---- DOCUMENT

But that’s where a fundamental tension emerges.
Let’s take two familiar consumer goods: iPhones and Nike trainers.
In China, the workers who assemble iPhones at factories like Foxconn earn roughly $3 an hour. In Vietnam, the people—mostly women—who stitch and glue Nike trainers earn between $1 and $1.50 per hour. These are repetitive, physically demanding jobs, often involving long shifts, intense pressure, and little job security. And yet, in many cases, these jobs are highly sought-after, providing incomes otherwise unavailable in rural or undeveloped areas.
Now imagine relocating those production lines to the United States.
The federal minimum wage in the U.S. is $7.25 an hour. The average manufacturing wage is closer to $29 an hour. That’s ten times the cost of a Foxconn worker, and nearly thirty times that of a Vietnamese shoe assembler. The immediate implication is clear: either the cost of goods goes up, or wages go down.
But wages aren’t just a line in a spreadsheet—they’re someone’s rent, groceries, childcare. You can’t fill manufacturing jobs at $3 an hour in a country where rent is $1,200 a month. In other words, you can’t import low-cost manufacturing without importing low living standards—or paying the difference.
It’s also not as simple as just “taking the hit” on product cost. Labour makes up a small part of an iPhone’s total manufacturing cost—maybe 1–2%. Even if Apple moved all assembly to the U.S. and paid fair wages, the result might be a $50–$100 increase per device. A price bump, but not a crisis.

--------
---- DATASET RECORDS

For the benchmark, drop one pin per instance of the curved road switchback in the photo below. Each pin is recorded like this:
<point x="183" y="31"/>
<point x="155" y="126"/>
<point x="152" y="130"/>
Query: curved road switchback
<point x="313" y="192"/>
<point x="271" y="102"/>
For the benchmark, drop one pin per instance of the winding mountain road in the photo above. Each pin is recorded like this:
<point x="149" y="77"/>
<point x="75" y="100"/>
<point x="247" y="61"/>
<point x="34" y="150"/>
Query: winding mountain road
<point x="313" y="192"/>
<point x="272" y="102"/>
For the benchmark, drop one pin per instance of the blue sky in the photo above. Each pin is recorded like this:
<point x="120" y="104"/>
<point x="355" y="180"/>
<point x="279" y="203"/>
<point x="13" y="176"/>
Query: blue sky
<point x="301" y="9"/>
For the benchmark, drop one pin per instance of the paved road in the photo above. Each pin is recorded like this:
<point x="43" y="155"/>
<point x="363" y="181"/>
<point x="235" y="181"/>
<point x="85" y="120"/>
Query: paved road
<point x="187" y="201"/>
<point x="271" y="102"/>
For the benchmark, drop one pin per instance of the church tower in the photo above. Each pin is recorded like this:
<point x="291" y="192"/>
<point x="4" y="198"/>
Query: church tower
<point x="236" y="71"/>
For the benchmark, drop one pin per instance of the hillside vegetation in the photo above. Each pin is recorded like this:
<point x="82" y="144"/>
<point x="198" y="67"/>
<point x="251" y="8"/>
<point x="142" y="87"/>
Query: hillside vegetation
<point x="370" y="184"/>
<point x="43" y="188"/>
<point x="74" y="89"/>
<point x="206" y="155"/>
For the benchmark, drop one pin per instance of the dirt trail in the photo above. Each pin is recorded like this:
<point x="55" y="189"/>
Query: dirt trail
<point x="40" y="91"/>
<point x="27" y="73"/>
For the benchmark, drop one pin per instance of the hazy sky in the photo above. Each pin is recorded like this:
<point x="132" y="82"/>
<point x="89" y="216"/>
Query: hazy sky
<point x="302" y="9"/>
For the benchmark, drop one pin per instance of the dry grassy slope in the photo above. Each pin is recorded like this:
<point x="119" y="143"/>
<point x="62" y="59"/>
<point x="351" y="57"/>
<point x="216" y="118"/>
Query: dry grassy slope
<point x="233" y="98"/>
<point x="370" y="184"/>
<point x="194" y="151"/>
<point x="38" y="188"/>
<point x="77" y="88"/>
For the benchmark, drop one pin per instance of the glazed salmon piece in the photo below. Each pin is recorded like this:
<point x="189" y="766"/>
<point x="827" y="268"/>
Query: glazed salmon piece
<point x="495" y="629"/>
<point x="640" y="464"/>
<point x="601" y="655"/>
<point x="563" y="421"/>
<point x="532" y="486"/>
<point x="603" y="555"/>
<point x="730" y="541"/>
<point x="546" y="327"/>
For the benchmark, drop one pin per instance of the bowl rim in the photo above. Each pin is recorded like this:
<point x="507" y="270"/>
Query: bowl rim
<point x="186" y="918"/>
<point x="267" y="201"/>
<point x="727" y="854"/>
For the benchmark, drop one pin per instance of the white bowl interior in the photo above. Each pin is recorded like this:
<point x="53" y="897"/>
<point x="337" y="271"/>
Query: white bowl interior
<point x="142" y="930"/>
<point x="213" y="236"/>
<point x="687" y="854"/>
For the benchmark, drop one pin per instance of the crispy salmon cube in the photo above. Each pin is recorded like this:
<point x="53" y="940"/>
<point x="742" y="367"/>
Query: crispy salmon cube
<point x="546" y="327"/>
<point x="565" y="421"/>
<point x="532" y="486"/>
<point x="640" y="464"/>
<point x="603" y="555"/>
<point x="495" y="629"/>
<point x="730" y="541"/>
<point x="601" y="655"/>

--------

THE EXERCISE: Carry on the passage about factory wages and moving production to the U.S., beginning right after its last sentence.

EXERCISE RESULT:
However, because the manufacturing process for iPhones is highly automated and specialised, a shift to U.S. production wouldn’t mean tens of thousands of new assembly jobs. It would bring some highly skilled roles, new facilities, and an uptick in local income tax revenue—but not in proportion to the increased cost. In other words, consumers would face higher prices without a commensurate boost in domestic employment or economic growth. The labour-saving efficiencies that make high-tech manufacturing possible also limit its benefits as a large-scale job creation strategy.
But for labour-intensive products like trainers, where wages are 10–12% of the manufacturing cost, the impact is sharper. Multiply those wages by 20 or 30, and the shoes might cost 50–60% more at retail—unless automation steps in or margins shrink dramatically.
This is not a statement about what should be done, only an observation about what is at stake. Tariffs may protect domestic industry in the short term, but they also signal a retreat from a long-standing economic model built on labour arbitrage. Replacing global manufacturing with domestic production demands more than patriotic slogans—it means confronting questions of cost, fairness, automation, and the true price of what we buy.
We’re used to a world where the cost of goods reflects the minimum someone, somewhere, was willing—or forced—to work for. Change that equation, and everything else changes with it.